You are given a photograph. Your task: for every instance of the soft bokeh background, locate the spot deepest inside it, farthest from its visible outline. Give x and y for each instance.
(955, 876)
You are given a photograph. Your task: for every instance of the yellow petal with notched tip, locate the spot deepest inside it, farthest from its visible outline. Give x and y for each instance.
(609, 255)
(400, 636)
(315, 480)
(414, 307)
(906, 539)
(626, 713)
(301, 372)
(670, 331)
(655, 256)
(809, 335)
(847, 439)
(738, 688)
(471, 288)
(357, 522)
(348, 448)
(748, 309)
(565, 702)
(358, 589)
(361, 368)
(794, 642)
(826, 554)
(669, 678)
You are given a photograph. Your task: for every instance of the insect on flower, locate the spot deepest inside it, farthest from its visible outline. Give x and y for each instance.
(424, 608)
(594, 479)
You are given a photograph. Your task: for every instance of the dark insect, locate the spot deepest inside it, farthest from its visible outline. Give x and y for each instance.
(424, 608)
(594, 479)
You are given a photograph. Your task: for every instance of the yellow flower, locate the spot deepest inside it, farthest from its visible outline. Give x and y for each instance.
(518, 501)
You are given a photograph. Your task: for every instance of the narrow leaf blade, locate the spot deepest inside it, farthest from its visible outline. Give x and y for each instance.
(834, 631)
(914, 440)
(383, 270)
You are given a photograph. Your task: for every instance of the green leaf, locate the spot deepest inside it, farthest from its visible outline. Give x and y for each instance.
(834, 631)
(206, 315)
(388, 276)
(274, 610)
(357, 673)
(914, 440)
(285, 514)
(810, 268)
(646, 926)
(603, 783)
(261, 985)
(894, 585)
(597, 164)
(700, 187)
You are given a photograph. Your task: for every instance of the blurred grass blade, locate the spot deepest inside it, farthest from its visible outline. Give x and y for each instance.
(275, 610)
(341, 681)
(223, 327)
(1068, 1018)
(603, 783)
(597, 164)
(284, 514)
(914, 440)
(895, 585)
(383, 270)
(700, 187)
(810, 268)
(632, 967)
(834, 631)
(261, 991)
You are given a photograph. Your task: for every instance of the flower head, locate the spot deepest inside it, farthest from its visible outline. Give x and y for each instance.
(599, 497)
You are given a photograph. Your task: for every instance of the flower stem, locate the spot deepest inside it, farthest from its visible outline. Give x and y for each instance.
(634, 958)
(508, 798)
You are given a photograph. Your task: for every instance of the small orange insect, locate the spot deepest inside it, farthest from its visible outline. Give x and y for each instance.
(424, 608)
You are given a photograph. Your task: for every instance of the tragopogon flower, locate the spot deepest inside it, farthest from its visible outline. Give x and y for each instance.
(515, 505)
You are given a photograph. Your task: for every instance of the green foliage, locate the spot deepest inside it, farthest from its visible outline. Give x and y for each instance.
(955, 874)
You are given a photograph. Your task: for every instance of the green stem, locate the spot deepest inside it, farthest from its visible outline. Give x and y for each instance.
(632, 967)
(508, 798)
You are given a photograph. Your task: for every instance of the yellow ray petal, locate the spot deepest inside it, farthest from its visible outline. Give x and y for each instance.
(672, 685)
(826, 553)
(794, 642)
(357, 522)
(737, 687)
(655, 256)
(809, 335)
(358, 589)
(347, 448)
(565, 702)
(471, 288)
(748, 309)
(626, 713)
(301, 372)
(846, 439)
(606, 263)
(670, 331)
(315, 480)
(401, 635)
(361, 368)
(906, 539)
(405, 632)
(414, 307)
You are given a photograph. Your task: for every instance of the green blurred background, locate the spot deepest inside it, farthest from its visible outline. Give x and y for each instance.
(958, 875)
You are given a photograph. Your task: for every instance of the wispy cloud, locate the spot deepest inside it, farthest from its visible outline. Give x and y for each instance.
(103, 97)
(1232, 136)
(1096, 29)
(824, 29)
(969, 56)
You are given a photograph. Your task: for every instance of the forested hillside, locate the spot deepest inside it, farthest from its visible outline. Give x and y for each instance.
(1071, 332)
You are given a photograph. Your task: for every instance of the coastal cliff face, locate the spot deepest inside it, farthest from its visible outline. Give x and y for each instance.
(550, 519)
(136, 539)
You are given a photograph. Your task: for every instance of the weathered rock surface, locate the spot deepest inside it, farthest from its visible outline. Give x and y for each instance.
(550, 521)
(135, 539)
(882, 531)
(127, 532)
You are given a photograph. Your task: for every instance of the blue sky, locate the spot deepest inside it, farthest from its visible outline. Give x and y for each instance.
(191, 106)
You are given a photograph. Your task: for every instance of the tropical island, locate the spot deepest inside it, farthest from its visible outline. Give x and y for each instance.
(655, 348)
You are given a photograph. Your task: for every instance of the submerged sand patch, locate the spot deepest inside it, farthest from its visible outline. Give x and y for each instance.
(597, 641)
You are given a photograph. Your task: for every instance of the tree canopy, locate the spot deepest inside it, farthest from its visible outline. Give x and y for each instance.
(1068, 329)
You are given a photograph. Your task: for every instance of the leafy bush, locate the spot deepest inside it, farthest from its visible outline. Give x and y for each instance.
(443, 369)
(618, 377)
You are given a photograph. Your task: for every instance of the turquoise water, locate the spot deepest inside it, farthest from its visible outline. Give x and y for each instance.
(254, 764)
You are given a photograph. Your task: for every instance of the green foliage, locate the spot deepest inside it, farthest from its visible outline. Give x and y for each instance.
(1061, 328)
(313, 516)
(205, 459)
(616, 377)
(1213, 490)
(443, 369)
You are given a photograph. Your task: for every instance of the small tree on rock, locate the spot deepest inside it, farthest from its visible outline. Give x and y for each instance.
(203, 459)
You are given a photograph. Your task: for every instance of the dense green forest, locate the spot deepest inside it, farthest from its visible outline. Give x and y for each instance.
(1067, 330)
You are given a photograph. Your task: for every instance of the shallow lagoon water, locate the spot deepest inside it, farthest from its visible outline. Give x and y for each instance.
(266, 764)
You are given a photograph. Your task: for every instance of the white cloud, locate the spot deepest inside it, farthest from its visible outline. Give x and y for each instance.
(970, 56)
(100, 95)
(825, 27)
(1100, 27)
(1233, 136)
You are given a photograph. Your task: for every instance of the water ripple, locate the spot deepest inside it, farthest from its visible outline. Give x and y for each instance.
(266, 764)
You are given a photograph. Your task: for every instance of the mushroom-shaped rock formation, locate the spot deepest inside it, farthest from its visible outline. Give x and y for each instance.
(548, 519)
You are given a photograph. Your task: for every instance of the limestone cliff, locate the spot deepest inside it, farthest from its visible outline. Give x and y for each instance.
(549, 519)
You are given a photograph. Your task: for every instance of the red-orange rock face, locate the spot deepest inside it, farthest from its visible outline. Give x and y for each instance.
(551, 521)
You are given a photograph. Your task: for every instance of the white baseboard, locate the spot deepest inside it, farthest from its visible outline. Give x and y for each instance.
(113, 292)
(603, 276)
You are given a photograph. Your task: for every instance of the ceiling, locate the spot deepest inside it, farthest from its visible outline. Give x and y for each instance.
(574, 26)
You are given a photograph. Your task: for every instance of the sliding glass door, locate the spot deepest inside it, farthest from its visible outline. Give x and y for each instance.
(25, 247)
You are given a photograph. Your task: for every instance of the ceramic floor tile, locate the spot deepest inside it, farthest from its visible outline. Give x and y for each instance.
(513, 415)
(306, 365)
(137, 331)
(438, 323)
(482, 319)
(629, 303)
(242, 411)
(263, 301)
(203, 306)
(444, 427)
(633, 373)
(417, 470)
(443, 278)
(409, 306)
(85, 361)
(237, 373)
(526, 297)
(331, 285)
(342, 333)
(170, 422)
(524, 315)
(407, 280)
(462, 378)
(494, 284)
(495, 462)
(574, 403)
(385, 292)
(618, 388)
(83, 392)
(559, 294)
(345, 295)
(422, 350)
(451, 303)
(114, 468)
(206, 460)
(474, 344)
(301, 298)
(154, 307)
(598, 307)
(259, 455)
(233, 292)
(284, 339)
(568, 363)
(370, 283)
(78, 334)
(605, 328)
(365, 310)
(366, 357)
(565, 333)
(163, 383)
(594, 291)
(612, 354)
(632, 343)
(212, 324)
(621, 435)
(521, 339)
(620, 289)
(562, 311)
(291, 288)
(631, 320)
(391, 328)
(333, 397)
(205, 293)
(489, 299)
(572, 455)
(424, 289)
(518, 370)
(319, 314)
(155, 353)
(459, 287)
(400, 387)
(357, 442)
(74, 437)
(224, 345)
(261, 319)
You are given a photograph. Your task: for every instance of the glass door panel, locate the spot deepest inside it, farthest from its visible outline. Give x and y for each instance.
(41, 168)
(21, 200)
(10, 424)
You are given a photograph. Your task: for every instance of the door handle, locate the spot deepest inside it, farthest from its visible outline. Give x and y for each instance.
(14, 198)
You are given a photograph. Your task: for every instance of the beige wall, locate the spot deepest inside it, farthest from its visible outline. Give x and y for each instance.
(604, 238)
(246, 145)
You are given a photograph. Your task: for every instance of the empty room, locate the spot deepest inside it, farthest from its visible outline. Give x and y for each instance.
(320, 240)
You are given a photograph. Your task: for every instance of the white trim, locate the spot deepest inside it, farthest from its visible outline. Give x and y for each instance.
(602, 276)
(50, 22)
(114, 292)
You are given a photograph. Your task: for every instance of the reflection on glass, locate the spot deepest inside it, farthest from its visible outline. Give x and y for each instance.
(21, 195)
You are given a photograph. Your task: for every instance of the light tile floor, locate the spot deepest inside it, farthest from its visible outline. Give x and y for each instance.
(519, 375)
════════════════
- **WORK INSTRUCTION**
Each line from the one containing "of the light" down to the last line of the material above is to be transcribed exactly, with nothing else included.

- **RESPONSE FOR THIS EXERCISE**
You are given a photograph. Your task: for every instance of the light tile floor, locate the spot deepest inside it, farthest from its visible outline. Give x and y for each instance.
(519, 375)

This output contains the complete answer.